* [Exercise brief]: Collect every line in the rows below that contains the string "white", matching uppercase and lowercase exactly.

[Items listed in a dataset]
-*-*-

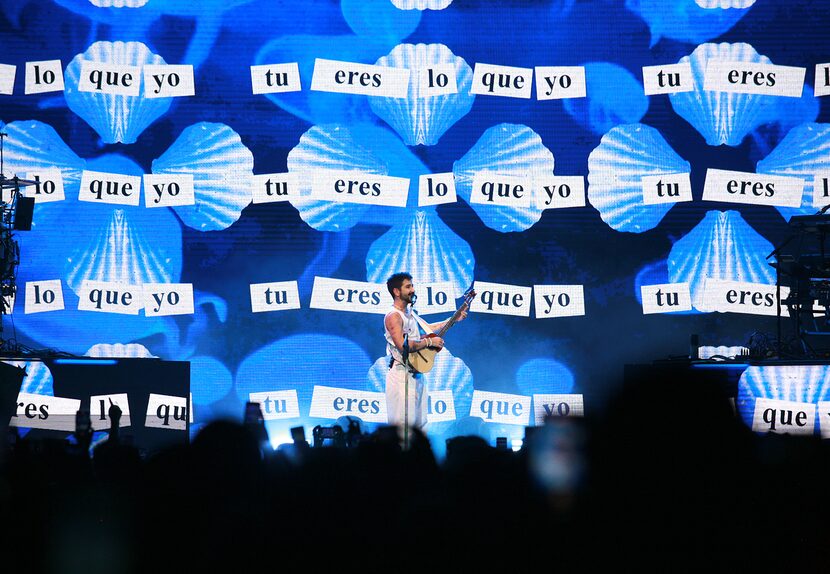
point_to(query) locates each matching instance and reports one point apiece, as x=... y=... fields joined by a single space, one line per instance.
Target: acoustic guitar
x=423 y=360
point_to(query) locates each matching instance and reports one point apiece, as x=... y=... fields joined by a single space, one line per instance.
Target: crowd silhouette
x=665 y=479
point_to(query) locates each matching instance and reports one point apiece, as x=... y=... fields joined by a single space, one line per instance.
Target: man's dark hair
x=396 y=281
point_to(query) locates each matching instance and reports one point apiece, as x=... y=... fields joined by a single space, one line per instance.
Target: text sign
x=273 y=187
x=666 y=188
x=163 y=299
x=822 y=85
x=276 y=296
x=333 y=403
x=44 y=76
x=168 y=190
x=783 y=417
x=501 y=299
x=558 y=301
x=668 y=79
x=276 y=78
x=436 y=189
x=167 y=412
x=493 y=189
x=435 y=298
x=558 y=82
x=752 y=189
x=168 y=81
x=113 y=79
x=7 y=74
x=43 y=296
x=739 y=297
x=500 y=408
x=557 y=405
x=45 y=412
x=109 y=297
x=750 y=78
x=359 y=187
x=437 y=80
x=666 y=298
x=276 y=405
x=112 y=188
x=823 y=413
x=354 y=296
x=440 y=406
x=558 y=192
x=49 y=185
x=363 y=79
x=99 y=406
x=506 y=81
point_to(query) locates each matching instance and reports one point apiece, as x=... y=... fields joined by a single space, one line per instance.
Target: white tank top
x=410 y=327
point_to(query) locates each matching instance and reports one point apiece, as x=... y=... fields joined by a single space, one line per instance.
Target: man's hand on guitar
x=434 y=343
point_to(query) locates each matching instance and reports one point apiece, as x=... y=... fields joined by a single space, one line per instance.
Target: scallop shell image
x=427 y=248
x=616 y=167
x=684 y=20
x=129 y=248
x=119 y=350
x=724 y=4
x=722 y=246
x=795 y=383
x=506 y=150
x=222 y=169
x=35 y=146
x=418 y=118
x=802 y=153
x=722 y=117
x=38 y=379
x=421 y=4
x=116 y=118
x=322 y=149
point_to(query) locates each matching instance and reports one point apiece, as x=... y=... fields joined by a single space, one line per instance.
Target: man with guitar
x=400 y=328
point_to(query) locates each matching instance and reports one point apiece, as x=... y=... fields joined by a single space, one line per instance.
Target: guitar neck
x=452 y=320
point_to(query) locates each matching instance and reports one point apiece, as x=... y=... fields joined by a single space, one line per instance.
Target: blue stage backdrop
x=231 y=182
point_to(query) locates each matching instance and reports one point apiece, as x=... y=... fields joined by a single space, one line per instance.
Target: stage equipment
x=802 y=263
x=15 y=214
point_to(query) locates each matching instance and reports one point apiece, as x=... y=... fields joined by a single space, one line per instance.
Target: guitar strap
x=424 y=325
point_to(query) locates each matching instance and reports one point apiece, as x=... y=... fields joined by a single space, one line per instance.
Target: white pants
x=395 y=383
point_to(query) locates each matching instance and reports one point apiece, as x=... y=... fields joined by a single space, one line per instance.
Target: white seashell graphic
x=421 y=4
x=724 y=4
x=119 y=3
x=119 y=350
x=416 y=118
x=324 y=148
x=117 y=119
x=506 y=150
x=796 y=383
x=124 y=251
x=803 y=152
x=616 y=167
x=427 y=248
x=222 y=169
x=35 y=146
x=722 y=246
x=38 y=379
x=721 y=117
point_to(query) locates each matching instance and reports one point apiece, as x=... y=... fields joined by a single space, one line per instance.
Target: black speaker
x=23 y=213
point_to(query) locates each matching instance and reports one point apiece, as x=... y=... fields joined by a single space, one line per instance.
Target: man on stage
x=398 y=322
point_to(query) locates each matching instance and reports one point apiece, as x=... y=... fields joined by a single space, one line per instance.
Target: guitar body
x=423 y=360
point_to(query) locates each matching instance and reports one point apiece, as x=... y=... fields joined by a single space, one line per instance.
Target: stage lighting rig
x=15 y=214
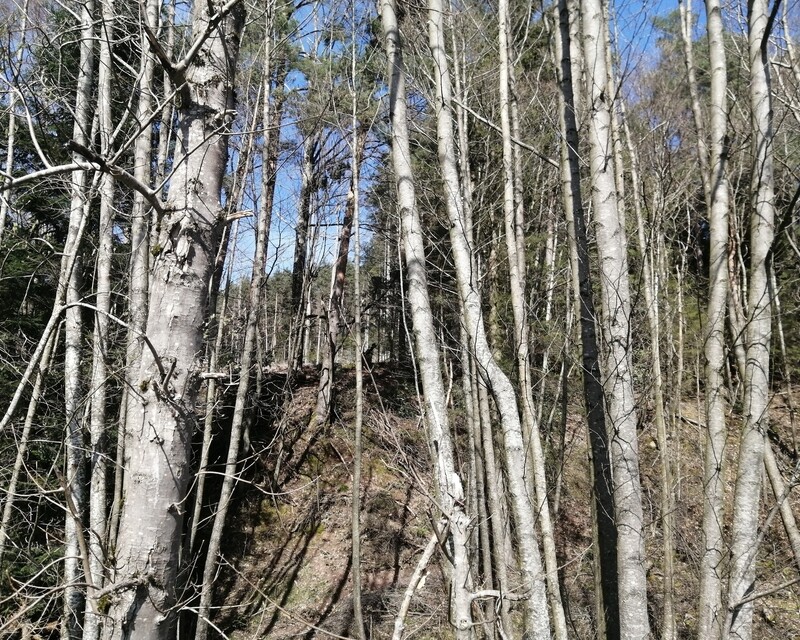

-*-*-

* [Output of the exercise]:
Target: white tank top
Target: white pants
Target: white seashell graphic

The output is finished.